Generic seed International regulatory approvals must be maintained on off-patent traits produced via biotechnology
A farmer and former chemical company executive doesn’t expect western Canadian farmers to benefit as patents gradually expire on biotech seeds.
“A generic industry is possible in the seed industry … but it’s not going to be easy, in my opinion,” said Maurice Delage, the former president of Aventis Crop Sciences in North America who now oversees farming operations on 22,000 acres near Indian Head, Sask.
In the 1990s, farmers began to benefit from a generic crop protection industry that materialized as patents expired on products such as glyphosate, which increased competition in the sector and reduced producers’ expenses.
Delage doesn’t expect the same thing to happen as patents expire on the first crop traits produced by biotechnology.
****************************************
--- Written request 1 ---
Duplicate the article on generic seed from "Generic seed International" up to and including "reduced producers’ expenses.".
--- Written request 2 ---
Using the article on generic seed, answer:
(a) What post did Maurice Delage formerly hold?
(b) In what decade did farmers begin to benefit from a generic crop protection industry?
(c) Which product is named as one whose expired patent helped that industry materialize?
The records play no part in the tasks.

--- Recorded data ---
****************************************
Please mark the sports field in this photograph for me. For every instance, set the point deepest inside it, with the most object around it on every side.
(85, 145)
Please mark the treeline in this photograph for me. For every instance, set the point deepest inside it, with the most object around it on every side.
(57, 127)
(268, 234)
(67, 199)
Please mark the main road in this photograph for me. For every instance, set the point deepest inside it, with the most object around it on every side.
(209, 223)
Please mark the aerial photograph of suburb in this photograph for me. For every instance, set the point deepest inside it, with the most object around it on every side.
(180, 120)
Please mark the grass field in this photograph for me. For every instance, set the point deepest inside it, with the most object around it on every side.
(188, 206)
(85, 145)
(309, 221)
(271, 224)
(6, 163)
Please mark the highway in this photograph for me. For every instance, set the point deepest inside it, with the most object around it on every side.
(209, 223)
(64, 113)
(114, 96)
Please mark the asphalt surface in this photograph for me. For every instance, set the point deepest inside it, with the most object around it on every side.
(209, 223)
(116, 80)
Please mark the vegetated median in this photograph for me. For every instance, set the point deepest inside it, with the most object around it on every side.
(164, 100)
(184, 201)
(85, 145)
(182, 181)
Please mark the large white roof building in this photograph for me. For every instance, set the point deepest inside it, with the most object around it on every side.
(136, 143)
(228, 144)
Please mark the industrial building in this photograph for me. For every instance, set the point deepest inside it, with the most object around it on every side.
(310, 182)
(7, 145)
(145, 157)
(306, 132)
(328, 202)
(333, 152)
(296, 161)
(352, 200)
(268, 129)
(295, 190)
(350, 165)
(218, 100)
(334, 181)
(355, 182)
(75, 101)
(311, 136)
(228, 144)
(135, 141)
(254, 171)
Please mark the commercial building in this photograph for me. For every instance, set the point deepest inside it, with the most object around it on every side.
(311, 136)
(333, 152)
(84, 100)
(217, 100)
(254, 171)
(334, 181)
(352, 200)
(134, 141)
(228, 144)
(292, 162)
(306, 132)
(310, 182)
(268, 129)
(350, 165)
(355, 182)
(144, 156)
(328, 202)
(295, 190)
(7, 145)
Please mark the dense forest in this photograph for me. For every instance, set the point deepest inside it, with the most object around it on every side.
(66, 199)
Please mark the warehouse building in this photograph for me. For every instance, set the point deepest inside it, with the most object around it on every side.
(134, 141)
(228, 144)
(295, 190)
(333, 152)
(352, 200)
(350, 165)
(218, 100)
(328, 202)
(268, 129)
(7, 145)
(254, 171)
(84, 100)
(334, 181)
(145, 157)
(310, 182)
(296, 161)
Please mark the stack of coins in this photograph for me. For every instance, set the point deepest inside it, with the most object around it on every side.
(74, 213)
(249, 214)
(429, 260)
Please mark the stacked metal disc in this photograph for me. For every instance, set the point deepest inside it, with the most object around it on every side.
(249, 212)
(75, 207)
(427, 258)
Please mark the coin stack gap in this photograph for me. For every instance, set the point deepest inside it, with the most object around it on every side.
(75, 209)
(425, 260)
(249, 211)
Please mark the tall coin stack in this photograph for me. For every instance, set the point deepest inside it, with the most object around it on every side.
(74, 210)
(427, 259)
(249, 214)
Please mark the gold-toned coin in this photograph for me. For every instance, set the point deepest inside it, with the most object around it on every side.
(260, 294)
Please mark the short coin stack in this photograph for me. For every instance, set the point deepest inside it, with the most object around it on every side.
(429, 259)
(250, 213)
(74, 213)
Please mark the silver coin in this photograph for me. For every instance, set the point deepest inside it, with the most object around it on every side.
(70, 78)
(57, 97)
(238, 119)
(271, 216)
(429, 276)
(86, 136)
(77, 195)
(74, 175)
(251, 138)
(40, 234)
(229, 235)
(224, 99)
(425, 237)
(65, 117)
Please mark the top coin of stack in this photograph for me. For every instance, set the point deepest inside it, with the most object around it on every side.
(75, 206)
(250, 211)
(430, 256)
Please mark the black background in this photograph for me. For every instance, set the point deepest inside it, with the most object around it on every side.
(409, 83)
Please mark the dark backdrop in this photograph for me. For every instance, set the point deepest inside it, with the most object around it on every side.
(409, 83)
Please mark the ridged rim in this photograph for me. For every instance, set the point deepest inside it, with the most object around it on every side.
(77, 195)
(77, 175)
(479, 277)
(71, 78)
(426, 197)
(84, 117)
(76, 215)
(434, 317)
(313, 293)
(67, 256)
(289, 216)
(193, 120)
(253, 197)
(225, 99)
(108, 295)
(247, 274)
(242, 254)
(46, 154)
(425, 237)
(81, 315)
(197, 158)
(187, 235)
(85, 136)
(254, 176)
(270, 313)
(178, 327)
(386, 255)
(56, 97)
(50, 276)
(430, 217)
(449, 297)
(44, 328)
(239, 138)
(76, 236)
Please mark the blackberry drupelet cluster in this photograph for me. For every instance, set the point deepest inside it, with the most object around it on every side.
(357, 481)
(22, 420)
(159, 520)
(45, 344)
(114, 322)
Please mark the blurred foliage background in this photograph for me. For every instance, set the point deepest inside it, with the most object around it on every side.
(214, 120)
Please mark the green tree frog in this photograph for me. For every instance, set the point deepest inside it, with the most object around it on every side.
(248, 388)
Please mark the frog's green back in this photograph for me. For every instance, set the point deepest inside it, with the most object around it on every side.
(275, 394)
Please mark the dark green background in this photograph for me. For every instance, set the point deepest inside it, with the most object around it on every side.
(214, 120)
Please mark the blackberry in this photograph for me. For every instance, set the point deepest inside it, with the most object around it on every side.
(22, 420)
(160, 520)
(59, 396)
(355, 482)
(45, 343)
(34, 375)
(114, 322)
****************************************
--- Result 1 ---
Generic seed International regulatory approvals must be maintained on off-patent traits produced via biotechnology
A farmer and former chemical company executive doesn’t expect western Canadian farmers to benefit as patents gradually expire on biotech seeds.
“A generic industry is possible in the seed industry … but it’s not going to be easy, in my opinion,” said Maurice Delage, the former president of Aventis Crop Sciences in North America who now oversees farming operations on 22,000 acres near Indian Head, Sask.
In the 1990s, farmers began to benefit from a generic crop protection industry that materialized as patents expired on products such as glyphosate, which increased competition in the sector and reduced producers’ expenses.

--- Result 2 ---
(a) President of Aventis Crop Sciences in North America
(b) The 1990s
(c) Glyphosate